Passage to read
((

After last week's horrific shooting at Orlando's Pulse nightclub, where 49 people were killed, Ahead of NYC's Pride celebrations this weekend, we asked a range of people from New York's LGBTQ community--from members of Qween Beat sharing their first queer club experiences, to Jordan Volness on her first Pride as an out transwoman, to Maya Monès on embracing identity. It's a celebration of the people, places, and parties that made and still make LGBTQ existence a little bit easier in an often-scary, narrow-minded world. Join us as we honor a community that's unique in its legacy, fortitude and resilience.
"It's almost a good pain," Stephanie, the Williamsburg tattoo artist I'd carefully researched and selected, said as she drew thick lines along my inner left wrist last October. In truth, I didn't want her to stop as she punctured my skin — filling the tall letters with dark ink, dragging them out tight and tender.
"All done," she announced as she lifted my arm toward me. Red lines of irritated skin and blood illuminated the thick words. "Always the hours" — it's a line spoken in The Hours, the first queer-themed film, based on a novel by Michael Cunningham, that I'd ever watched as a questioning teen. These words were an homage to Virginia Woolf's "moments of being," her theory that a life can be captured and understood in the instances of a single day. In the months before, I'd found myself repeating them, sketching across napkins and notebooks, sometimes on the most sensitive curves of my arms and legs. I'd press the ink down hard on my skin, like Stephanie had just done, wanting to feel the message seep in, letter by letter.
Woolf's words were an anchor to the moments that had brought me to now, to being an out gay woman in New York City. I'd had my aunt Mary — who always seemed to skillfully appreciate and recall even the smallest memories — write out the phrase close to 40 times in her sloping, enviable penmanship. As I looked at it imprinted against my faint, bumpy veins, I thought of the months before, of first being out after leaving my Midwestern town and moving to New York.

))

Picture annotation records
((

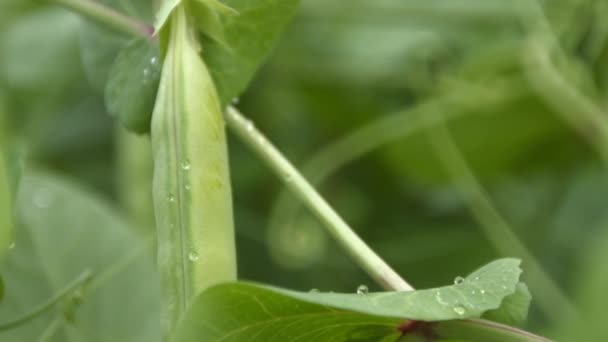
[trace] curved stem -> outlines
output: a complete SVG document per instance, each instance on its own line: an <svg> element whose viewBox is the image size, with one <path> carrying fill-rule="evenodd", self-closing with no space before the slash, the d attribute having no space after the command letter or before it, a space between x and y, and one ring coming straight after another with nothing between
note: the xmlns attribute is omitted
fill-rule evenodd
<svg viewBox="0 0 608 342"><path fill-rule="evenodd" d="M432 324L431 330L440 338L458 338L484 342L551 342L551 340L482 319L445 321Z"/></svg>
<svg viewBox="0 0 608 342"><path fill-rule="evenodd" d="M0 323L0 331L16 328L24 323L31 321L34 318L42 315L43 313L49 311L57 303L59 303L59 301L61 301L63 298L65 298L72 292L76 291L85 282L87 282L89 279L91 279L91 276L92 276L92 273L90 271L82 272L82 274L80 274L76 279L74 279L72 282L70 282L68 285L66 285L63 289L61 289L59 292L57 292L53 297L51 297L46 302L40 304L37 308L35 308L31 312L26 313L25 315L15 319L11 322Z"/></svg>
<svg viewBox="0 0 608 342"><path fill-rule="evenodd" d="M229 107L226 123L281 178L289 189L325 223L331 235L375 281L385 289L410 291L403 280L338 215L298 170L260 133L253 123Z"/></svg>
<svg viewBox="0 0 608 342"><path fill-rule="evenodd" d="M154 34L152 26L92 0L51 1L120 32L143 38Z"/></svg>
<svg viewBox="0 0 608 342"><path fill-rule="evenodd" d="M470 115L467 110L451 110L445 117L437 121L426 115L435 106L443 104L446 108L462 107L475 109L481 106L498 105L504 101L513 100L522 96L521 91L513 86L513 81L501 79L492 87L471 88L459 87L437 99L407 108L398 113L377 119L346 136L331 143L320 152L316 153L301 168L313 186L318 186L331 175L343 168L348 163L372 153L390 143L405 140L411 135L422 132L424 129L436 125L441 120L457 120L463 116ZM487 89L493 89L488 91ZM289 229L300 209L300 204L292 201L289 192L284 190L276 200L270 218L271 227L281 226Z"/></svg>

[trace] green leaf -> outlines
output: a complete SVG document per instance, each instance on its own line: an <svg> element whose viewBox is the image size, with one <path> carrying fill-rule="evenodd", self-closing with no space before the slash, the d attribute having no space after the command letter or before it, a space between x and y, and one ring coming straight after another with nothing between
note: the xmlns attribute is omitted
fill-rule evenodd
<svg viewBox="0 0 608 342"><path fill-rule="evenodd" d="M378 341L400 335L398 318L335 310L252 284L203 292L172 342ZM321 339L321 336L323 339Z"/></svg>
<svg viewBox="0 0 608 342"><path fill-rule="evenodd" d="M147 39L137 39L124 48L106 85L105 103L127 129L136 133L150 131L156 91L160 82L160 52Z"/></svg>
<svg viewBox="0 0 608 342"><path fill-rule="evenodd" d="M497 260L454 285L412 292L302 293L219 285L199 296L173 341L357 341L354 336L372 341L394 336L405 319L478 318L516 291L519 264Z"/></svg>
<svg viewBox="0 0 608 342"><path fill-rule="evenodd" d="M128 16L149 22L153 18L151 1L102 0L99 1ZM85 75L96 91L105 90L110 68L122 48L130 41L123 32L108 29L96 22L87 22L80 34L80 51Z"/></svg>
<svg viewBox="0 0 608 342"><path fill-rule="evenodd" d="M154 21L154 30L160 32L169 19L173 10L179 5L182 0L162 0L158 12L156 12L156 20Z"/></svg>
<svg viewBox="0 0 608 342"><path fill-rule="evenodd" d="M382 292L367 295L301 293L278 290L287 296L371 315L403 317L419 321L477 318L498 309L516 290L520 260L501 259L480 268L457 284L411 292Z"/></svg>
<svg viewBox="0 0 608 342"><path fill-rule="evenodd" d="M517 284L515 293L505 297L500 307L483 314L483 318L506 325L520 325L528 318L532 295L524 283Z"/></svg>
<svg viewBox="0 0 608 342"><path fill-rule="evenodd" d="M294 15L298 0L226 0L239 15L222 16L225 41L203 39L203 59L223 105L239 96ZM203 20L204 18L195 18Z"/></svg>
<svg viewBox="0 0 608 342"><path fill-rule="evenodd" d="M0 267L8 294L0 324L30 312L85 270L93 279L54 310L0 332L0 340L37 341L73 316L47 341L159 341L155 260L108 204L61 178L34 174L22 179L17 208L16 246Z"/></svg>

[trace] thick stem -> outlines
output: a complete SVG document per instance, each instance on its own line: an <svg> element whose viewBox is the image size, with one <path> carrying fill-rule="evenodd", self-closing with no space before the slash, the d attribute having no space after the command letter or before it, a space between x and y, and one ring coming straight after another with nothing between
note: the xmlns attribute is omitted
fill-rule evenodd
<svg viewBox="0 0 608 342"><path fill-rule="evenodd" d="M92 0L52 0L57 4L130 35L151 38L154 28Z"/></svg>
<svg viewBox="0 0 608 342"><path fill-rule="evenodd" d="M382 258L380 258L338 215L298 170L260 133L253 123L235 108L229 107L226 122L293 191L293 193L323 221L329 233L375 281L385 289L413 290Z"/></svg>

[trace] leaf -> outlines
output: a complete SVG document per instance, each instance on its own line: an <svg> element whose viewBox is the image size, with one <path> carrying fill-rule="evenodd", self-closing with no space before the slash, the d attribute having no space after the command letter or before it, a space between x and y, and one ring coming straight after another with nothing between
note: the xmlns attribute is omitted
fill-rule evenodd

))

Written request 1
Condense the paragraph of the tattoo essay that begins "Woolf's words were an anchor" into a short bulleted list that keeps its main facts.
Written request 2
Write what comes next in the tattoo essay, picking up after its last sentence.

Task response 1
- The Woolf phrase anchored the narrator to the moments that led to being an out gay woman in New York City.
- The narrator's aunt Mary, who always seemed to appreciate and recall even the smallest memories, wrote the phrase out close to 40 times in her sloping penmanship.
- Seeing the phrase imprinted over faint, bumpy veins brought back the months of first being out after leaving a Midwestern town and moving to New York.

Task response 2
In college, I stepped lightly around my sexuality, rarely seeking out anything romantic. And the few times I did, I was careful to work around pronouns: "I'm going on a date with a really great person." I'd hide behind the guise of most people's assumptions that a long-haired girl in a dress equated to straightness. In instances where I was challenged to champion my identity, I chose to be passive. I was scared to do anything else.
Things changed when I moved to New York. As if in some queer-Nora Ephron fantasy come to life, I fell in love for the first time. And I learned, immediately, the thrilling vulnerability of living and loving out — to hold her hand as we navigated busy avenues, to kiss her "hello" in front of the onlooking passersby of my office lobby, and (my favorite) to say, "This is my girlfriend." But in time, I'd learn that even the most moving, genuine love can be fleeting — and when things end, identity shifts.
I had felt safe to share in my "outness" with someone else; I could do "out gay couple." But "out, gay, single woman"? Impossible territory. I didn't know what it meant to wear this identity without the woman I had loved. And I certainly didn't want to celebrate that. I turned down invitations to go out to gay spaces and avoided lesbian-themed films, shows, books. In what was perhaps my greatest queer-lady sin, season 3 of Orange is the New Black went untouched for longer than I care to admit. I withdrew from my own community.
Eight months after that day in the tattoo studio, my aunt Mary and I are driving along the outer roads near her home in the northwest corner of Washington State. Five days earlier, a man had walked into an Orlando gay bar and killed 49 people. It had been five days of harsh, sharp pain, the kind of hurt that draws out too long. "What does being a gay woman mean to you now?" my aunt asked, in her usual piercing way of posing simple questions whose answers are so layered and loaded.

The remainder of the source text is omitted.